Wathes was born in Birmingham in 1951 and graduated from the University of Birmingham with a BSc degree in physics in 1974. He graduated from the University of Nottingham in 1978 with a PhD in environmental physics.

From 2005 to 2013 Wathes was chairman of the Farm Animal Welfare Council, which advised the Department for Environment, Food and Rural Affairs (Defra) on the welfare of farmed animals. Wathes has been Professor of Animal Welfare and director of the Centre for Animal Welfare at the Royal Veterinary College, University of London since 2005. Previously he was Director of Science at the Biotechnology and Biological Sciences Research Council’s Silsoe Research Institute. In 2005 he was a member of Defra's Review of Avian Quarantine at the time of the outbreak of avian influenza.

▶ [EXERCISE BRIEF]:
Reproduce the portion of the biographical passage on Wathes that begins at the words "From 2005 to" and stops after the words "of avian influenza.".

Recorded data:

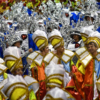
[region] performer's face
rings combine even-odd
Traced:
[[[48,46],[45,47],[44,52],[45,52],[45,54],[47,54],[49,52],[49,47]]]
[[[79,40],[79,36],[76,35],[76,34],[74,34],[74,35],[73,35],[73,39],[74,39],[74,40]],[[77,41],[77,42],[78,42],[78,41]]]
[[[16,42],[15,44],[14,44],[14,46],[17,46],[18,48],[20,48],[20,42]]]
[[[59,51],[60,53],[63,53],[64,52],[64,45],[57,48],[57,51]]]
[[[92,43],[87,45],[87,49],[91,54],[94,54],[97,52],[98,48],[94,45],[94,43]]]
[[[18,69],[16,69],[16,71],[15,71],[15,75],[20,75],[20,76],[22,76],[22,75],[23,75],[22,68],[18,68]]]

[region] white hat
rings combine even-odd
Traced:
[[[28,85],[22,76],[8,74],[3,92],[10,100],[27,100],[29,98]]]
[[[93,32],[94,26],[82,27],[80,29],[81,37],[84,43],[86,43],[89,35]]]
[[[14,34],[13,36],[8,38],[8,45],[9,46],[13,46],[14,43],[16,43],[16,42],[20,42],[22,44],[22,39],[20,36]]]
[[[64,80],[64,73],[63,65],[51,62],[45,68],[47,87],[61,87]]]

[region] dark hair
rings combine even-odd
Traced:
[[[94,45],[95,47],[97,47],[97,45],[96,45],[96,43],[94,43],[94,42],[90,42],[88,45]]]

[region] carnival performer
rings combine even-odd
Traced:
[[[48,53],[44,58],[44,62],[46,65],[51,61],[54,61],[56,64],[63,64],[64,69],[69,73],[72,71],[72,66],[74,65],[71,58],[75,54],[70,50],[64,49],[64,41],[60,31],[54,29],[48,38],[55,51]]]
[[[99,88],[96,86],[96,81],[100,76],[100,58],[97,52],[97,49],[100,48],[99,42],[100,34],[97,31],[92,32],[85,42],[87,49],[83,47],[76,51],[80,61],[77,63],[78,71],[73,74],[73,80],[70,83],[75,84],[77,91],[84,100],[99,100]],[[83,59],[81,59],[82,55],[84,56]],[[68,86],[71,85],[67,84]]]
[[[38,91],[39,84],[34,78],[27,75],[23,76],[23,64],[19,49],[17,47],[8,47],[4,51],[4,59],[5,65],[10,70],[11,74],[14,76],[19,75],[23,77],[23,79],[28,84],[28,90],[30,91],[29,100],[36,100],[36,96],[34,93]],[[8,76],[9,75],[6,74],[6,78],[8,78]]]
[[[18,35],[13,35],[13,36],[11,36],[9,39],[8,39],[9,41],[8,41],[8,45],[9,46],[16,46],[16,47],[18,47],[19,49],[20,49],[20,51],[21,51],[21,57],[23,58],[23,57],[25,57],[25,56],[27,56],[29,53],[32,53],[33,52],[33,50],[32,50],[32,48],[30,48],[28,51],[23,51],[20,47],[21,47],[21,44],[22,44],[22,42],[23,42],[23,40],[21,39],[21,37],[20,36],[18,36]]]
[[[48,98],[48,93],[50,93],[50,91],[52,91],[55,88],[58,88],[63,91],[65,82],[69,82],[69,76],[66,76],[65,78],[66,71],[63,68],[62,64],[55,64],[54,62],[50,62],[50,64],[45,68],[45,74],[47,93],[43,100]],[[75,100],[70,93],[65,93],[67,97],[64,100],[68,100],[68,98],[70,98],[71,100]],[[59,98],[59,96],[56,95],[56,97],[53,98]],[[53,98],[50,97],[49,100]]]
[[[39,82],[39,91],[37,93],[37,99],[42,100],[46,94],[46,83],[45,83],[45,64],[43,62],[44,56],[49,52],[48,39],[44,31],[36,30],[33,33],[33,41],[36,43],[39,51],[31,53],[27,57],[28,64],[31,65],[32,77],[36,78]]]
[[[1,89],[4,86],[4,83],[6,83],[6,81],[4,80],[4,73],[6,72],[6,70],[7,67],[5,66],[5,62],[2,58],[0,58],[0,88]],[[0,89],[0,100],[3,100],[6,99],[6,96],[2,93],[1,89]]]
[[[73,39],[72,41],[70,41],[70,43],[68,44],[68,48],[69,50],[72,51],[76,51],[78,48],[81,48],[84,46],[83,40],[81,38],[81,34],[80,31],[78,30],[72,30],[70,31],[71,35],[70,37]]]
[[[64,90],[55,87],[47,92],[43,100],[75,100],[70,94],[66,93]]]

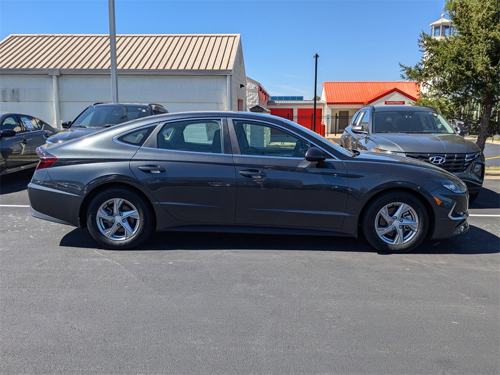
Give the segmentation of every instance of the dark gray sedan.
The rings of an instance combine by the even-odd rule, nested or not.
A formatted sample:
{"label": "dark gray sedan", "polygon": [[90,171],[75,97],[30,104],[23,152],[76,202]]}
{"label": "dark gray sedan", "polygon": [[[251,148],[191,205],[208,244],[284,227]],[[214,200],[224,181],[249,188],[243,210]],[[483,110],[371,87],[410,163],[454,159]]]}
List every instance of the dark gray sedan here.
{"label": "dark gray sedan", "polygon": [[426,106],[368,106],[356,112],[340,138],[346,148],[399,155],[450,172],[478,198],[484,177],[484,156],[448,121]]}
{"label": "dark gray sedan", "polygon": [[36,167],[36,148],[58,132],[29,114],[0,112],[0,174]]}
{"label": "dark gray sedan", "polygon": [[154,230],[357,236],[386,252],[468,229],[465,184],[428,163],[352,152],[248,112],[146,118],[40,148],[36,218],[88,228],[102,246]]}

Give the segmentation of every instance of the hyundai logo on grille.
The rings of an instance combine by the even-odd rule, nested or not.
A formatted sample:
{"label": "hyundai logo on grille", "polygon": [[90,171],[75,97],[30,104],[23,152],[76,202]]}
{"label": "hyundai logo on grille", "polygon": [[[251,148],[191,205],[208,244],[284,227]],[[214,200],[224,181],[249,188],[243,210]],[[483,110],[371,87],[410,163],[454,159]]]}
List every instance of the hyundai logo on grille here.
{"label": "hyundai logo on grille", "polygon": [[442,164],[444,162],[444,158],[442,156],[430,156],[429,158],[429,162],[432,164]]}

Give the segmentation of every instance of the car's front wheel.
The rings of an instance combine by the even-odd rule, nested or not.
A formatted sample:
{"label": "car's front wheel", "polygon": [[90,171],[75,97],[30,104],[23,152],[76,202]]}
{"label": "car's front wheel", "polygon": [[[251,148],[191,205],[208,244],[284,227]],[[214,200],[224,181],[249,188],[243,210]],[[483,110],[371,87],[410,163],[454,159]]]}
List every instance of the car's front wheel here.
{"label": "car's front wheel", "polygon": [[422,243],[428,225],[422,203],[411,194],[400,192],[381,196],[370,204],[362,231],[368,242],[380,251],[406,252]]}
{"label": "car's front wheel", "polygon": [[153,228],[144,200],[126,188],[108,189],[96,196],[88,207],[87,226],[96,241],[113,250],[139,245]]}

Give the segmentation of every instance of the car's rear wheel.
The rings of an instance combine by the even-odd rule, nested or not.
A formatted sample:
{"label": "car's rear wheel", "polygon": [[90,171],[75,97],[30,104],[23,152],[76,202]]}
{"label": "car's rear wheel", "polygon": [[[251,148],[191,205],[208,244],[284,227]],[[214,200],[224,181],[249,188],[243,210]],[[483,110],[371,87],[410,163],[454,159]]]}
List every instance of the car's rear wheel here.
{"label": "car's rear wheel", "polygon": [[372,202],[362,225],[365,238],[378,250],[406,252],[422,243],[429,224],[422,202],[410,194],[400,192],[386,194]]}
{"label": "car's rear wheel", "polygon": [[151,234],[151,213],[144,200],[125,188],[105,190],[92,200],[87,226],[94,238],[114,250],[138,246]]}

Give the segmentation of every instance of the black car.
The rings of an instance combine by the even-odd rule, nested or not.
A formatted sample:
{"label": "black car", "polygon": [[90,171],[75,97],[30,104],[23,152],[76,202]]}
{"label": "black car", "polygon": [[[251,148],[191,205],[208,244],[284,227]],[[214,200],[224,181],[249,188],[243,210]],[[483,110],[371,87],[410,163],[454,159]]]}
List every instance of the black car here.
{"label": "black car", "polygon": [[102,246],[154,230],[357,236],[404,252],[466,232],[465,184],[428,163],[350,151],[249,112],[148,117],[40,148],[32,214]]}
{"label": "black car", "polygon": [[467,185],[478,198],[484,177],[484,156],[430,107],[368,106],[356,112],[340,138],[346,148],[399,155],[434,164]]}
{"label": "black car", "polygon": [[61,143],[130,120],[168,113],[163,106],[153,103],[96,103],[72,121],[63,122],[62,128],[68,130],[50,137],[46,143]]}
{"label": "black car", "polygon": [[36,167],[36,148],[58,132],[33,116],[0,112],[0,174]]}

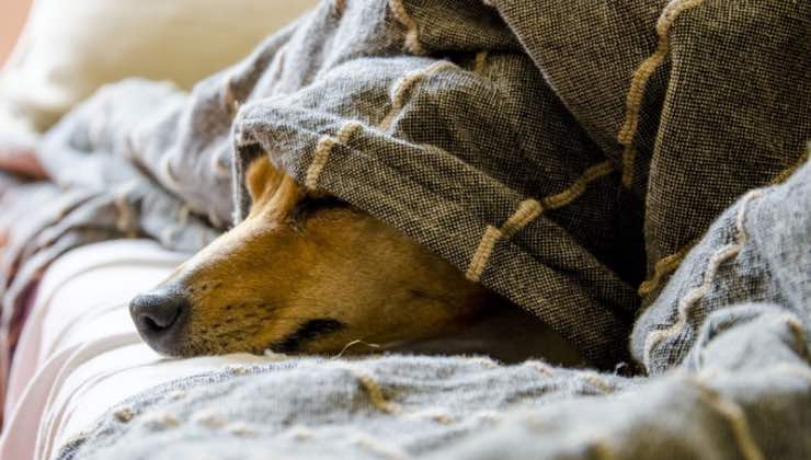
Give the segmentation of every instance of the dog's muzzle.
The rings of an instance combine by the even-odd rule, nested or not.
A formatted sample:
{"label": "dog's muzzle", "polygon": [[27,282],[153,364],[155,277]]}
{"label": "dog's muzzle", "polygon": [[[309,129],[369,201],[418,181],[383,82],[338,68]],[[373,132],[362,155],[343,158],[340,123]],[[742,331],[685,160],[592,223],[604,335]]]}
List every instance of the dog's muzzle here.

▶ [RESPONSE BOX]:
From 2005 to 2013 Wathes was chairman of the Farm Animal Welfare Council, which advised the Department for Environment, Food and Rural Affairs (Defra) on the welfare of farmed animals. Wathes has been Professor of Animal Welfare and director of the Centre for Animal Welfare at the Royal Veterinary College, University of London since 2005. Previously he was Director of Science at the Biotechnology and Biological Sciences Research Council’s Silsoe Research Institute. In 2005 he was a member of Defra's Review of Avian Quarantine at the time of the outbreak of avian influenza.